Aufgabenstellung: Kannst du die Zeilen ab der Zeile mit „Objective — one point per instance of the ocean“ bis zum Ende der Auflistung, beide Enden eingeschlossen, wortgetreu wiedergeben?

Auflistung:

• • • • •

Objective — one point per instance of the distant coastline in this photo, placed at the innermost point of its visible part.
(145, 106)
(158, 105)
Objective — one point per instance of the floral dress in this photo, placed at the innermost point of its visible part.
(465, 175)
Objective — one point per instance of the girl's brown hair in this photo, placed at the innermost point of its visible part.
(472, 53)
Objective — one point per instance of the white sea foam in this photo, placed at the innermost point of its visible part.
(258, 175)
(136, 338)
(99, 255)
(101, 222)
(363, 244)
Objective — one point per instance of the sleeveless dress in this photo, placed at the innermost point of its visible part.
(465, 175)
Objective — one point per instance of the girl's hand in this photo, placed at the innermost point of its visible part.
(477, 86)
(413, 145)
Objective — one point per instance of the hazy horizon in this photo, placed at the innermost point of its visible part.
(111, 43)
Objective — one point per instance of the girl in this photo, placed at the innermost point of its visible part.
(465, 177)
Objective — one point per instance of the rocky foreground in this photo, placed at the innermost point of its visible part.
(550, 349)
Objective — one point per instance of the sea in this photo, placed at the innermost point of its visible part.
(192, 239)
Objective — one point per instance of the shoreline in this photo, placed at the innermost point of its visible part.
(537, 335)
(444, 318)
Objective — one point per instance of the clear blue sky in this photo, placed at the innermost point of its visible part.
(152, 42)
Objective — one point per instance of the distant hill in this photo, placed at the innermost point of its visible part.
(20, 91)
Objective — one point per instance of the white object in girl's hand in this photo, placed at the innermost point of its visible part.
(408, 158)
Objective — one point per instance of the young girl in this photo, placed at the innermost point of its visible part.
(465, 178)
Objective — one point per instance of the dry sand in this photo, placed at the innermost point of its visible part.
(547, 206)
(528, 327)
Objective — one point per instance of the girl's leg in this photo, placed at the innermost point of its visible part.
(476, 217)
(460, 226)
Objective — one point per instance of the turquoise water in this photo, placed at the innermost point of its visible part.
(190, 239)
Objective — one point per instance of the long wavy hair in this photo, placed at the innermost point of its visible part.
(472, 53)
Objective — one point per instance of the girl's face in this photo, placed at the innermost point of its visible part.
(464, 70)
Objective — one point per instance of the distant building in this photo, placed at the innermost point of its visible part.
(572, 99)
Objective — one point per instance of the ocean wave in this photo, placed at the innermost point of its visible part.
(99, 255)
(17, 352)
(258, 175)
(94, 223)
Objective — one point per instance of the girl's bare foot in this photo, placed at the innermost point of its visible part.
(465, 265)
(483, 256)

• • • • •

Schriftliche Antwort:
Objective — one point per instance of the ocean wave in this photo, placed at the innermost point of its visible part.
(99, 255)
(17, 352)
(258, 175)
(94, 223)
Objective — one point per instance of the girl's bare foot in this photo, placed at the innermost point of its visible part.
(465, 265)
(483, 256)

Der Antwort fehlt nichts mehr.